> [TO BE DONE]: Count the lines in the records below that contain the string "water" and give only that number.

> [EXCERPTED RECORDS]:
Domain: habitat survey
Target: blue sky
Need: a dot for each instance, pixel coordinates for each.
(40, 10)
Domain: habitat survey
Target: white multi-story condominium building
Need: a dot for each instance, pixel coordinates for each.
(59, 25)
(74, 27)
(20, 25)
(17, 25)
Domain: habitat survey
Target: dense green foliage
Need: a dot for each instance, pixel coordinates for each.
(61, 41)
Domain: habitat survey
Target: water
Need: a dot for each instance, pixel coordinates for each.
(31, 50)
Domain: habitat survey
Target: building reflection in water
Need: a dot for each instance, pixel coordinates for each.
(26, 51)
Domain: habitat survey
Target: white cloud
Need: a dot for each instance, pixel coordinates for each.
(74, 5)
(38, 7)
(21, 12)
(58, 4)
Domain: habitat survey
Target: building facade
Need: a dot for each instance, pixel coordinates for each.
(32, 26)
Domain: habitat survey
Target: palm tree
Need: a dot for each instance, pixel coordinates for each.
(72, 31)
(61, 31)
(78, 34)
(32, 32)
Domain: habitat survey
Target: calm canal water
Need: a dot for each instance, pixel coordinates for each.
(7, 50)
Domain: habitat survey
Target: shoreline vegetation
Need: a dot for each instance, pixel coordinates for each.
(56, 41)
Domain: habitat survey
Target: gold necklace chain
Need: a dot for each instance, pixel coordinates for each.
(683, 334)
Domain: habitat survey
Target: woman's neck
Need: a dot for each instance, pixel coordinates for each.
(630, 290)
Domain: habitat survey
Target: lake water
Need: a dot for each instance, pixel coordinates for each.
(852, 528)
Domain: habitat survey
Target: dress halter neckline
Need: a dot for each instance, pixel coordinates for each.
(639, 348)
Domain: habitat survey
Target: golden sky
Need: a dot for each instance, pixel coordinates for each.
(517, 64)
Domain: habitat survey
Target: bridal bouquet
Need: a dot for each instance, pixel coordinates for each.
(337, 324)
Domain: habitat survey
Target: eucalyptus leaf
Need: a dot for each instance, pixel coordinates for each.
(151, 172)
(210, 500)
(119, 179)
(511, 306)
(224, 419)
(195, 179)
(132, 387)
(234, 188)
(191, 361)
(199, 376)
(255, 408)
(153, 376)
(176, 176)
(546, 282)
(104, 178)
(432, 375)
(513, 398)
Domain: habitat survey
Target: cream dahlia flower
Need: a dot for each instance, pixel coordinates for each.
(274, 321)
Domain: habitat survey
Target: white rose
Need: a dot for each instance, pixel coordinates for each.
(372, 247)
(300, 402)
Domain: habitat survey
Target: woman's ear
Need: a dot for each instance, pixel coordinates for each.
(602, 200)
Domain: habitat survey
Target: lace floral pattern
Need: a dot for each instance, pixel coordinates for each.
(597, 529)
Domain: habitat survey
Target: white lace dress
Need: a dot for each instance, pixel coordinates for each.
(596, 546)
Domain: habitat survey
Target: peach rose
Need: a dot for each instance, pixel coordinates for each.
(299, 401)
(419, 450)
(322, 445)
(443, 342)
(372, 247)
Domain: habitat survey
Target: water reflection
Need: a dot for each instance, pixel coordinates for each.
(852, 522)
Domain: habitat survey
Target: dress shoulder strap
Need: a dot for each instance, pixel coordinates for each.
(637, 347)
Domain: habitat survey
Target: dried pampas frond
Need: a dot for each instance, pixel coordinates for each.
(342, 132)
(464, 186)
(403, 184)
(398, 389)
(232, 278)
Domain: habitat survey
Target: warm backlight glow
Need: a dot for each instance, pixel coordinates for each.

> [CORRECT ANSWER]: 5